▶ **SET TASK 1**
Answer these questions using the Google File System page:
(a) At which conference and in what year was GFS presented?
(b) What does GFS treat as the norm rather than the exception?
(c) What does GFS consider more important than low latency?

▶ **EXCERPT**
--- Begin ---

Google File System

source

The Google File System (GFS) is a scalable distributed file system designed for large data-intensive applications running on commodity hardware. Presented at SOSP 2003 by Sanjay Ghemawat, Howard Gobioff, and Shun-Tak Leung, GFS challenged traditional file system assumptions by co-designing the storage system with Google’s specific workload characteristics.

Design Philosophy

Component failures aren't edge cases to handle—they're the steady-state condition to design for

At scale, treating failure as exceptional guarantees your system will spend most of its time in “exceptional” states.

GFS embraces component failures as the norm, not the exception. When building systems from hundreds or thousands of inexpensive commodity machines, failures of disks, memory, connectors, and entire servers are guaranteed.

The system makes four radical departures from traditional file system design:

Large Files are Standard: Multi-GB files are common, each containing many application objects. This shifts design parameters—I/O operations, block sizes, and caching strategies must be revisited when managing terabytes comprising billions of objects.

Append-Centric Workloads: Most files are mutated by appending new data rather than overwriting existing data. Random writes within files are practically non-existent. Once written, files are typically read sequentially. This access pattern makes appending the focus of performance optimization while rendering client-side caching nearly useless.

Weakening guarantees can strengthen systems when applications co-evolve with infrastructure

GFS traded POSIX compliance for atomic appends—a relaxation that actually simplified both the file system and the applications using it.

Co-Designed API: By relaxing the consistency model and introducing atomic append operations, GFS simplifies the file system without imposing onerous burdens on applications. Multiple clients can append concurrently to a file without extra synchronization.

Bandwidth Over Latency: High sustained bandwidth matters more than low latency. Applications process data in bulk at high rates rather than requiring stringent response times for individual operations.

--- End ---

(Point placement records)

--- Begin ---

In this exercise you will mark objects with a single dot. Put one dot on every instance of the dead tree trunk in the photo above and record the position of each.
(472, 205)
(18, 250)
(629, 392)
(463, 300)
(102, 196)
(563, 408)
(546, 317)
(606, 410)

--- End ---

▶ **SET TASK 2**
Duplicate every line of the point placement records above exactly, with no changes.

▶ **WORKED SOLUTION 1**
(a) SOSP 2003
(b) Component failures
(c) High sustained bandwidth

▶ **WORKED SOLUTION 2**
In this exercise you will mark objects with a single dot. Put one dot on every instance of the dead tree trunk in the photo above and record the position of each.
(472, 205)
(18, 250)
(629, 392)
(463, 300)
(102, 196)
(563, 408)
(546, 317)
(606, 410)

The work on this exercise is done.